**BRANO SELEZIONATO:**
= = = = = = =
Dimenticare la valigia (di cartone)
di Teo Lorini
Da qualche anno Il fondo del sacco era nella mia libreria, sempre più impolverato, prossimo ormai ad essere relegato nel dimenticatoio dell’ultima fila. Quando mi capitava di intravederlo, mentre collocavo sul ripiano un altro volume, mi tornava in mente Il barilotto di Ammontillado e il personaggio di Fortunato, costretto ad assistere inerme mentre, uno dopo l’altro, si chiudono gli strati di mattoni che lo sigillano nel suo sepolcro. A differenza di Montresor, però, io non ero contento e anzi mi sentivo tremendamente in colpa perché quel libro è stato un dono, il pensiero di un caro amico per il mio primo Natale da emigrato.
= = = = = = =
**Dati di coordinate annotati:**

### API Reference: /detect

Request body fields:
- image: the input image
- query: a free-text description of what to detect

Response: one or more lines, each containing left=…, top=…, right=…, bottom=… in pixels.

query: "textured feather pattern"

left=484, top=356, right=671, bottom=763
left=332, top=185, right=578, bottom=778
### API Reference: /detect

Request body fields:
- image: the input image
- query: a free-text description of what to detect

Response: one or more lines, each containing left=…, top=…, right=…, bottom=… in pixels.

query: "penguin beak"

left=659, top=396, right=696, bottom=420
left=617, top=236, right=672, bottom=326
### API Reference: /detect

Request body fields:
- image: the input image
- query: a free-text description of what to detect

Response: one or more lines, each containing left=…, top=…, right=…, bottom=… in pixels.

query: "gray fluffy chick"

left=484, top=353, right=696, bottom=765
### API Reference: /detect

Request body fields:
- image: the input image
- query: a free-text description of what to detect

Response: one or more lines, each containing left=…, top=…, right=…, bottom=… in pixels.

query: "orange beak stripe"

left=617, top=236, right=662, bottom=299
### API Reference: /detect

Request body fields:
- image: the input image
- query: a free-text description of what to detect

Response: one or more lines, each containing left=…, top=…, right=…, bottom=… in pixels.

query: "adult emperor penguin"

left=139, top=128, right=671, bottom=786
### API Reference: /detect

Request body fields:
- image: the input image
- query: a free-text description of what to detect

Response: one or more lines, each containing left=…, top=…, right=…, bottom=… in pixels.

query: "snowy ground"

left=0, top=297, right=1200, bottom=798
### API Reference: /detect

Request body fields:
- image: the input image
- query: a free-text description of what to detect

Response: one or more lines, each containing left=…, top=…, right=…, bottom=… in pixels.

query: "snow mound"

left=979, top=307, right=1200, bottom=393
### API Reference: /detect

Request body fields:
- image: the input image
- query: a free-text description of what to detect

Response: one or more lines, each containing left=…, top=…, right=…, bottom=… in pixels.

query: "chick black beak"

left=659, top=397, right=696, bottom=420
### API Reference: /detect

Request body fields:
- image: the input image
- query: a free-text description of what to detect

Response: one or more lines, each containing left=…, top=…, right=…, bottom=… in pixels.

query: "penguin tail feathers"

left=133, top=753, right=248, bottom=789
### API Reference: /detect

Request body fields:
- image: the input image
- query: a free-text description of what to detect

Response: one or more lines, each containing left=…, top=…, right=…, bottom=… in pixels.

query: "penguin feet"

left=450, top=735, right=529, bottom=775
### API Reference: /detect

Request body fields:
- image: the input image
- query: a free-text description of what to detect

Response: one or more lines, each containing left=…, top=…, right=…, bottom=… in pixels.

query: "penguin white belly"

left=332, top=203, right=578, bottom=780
= = = = = = =
**COMPITO ASSEGNATO 1:**
Rispondi a queste domande sul brano selezionato:
(a) Quale libro si trovava da qualche anno nella libreria di chi scrive?
(b) Quale racconto tornava in mente a chi scrive quando intravedeva quel libro?
(c) Per quale occasione quel libro era stato donato?
**COMPITO ASSEGNATO 2:** Riprendi il brano selezionato, quello su Il fondo del sacco, e proseguilo dal punto in cui si ferma.
I dati sono materiale a sé, distinto dal brano.

**RISPOSTA 1:**
(a) Il fondo del sacco.
(b) Il barilotto di Ammontillado.
(c) Per il primo Natale da emigrato di chi scrive, come pensiero di un caro amico.

**RISPOSTA 2:**
Dopo averlo recuperato, ho poi trovato, infilato tra le pagine a mo’ di segnalibro, una cartolina e adesso mi piace pensare che questa stessa copia, che ora si è conquistata un posto sulla mia scrivania, sia stata già regalata tante altre volte e, chissà, forse tra un po’ sarà il mio turno di passarla al prossimo lettore…
Apparso nel 1970, il romanzo del poeta e maestro elementare Plinio Martini (1923-1979) è una fra le opere più celebri del panorama – in verità non vasto – della letteratura svizzera di lingua italiana. Anche per Martini però e anche per un’area come il Ticino, così attaccata alle proprie tradizioni e alla propria specificità, vale l’inesorabile sentenza evangelica sull’impossibilità di essere profeti in patria. In anni di insegnamento nelle scuole della Svizzera italiana, infatti, mi è successo di rado d’imbattermi in studenti che avessero affrontato Il fondo del sacco, testo quasi scomparso – poche e meritorie le eccezioni – dal novero delle letture canoniche. Peccato, perché tra i pregi di questo romanzo c’è anche quello di fornire una fotografia dolente e sincera di una regione passata in pochi decenni dalla povertà più aspra alla cospicua prosperità di oggi.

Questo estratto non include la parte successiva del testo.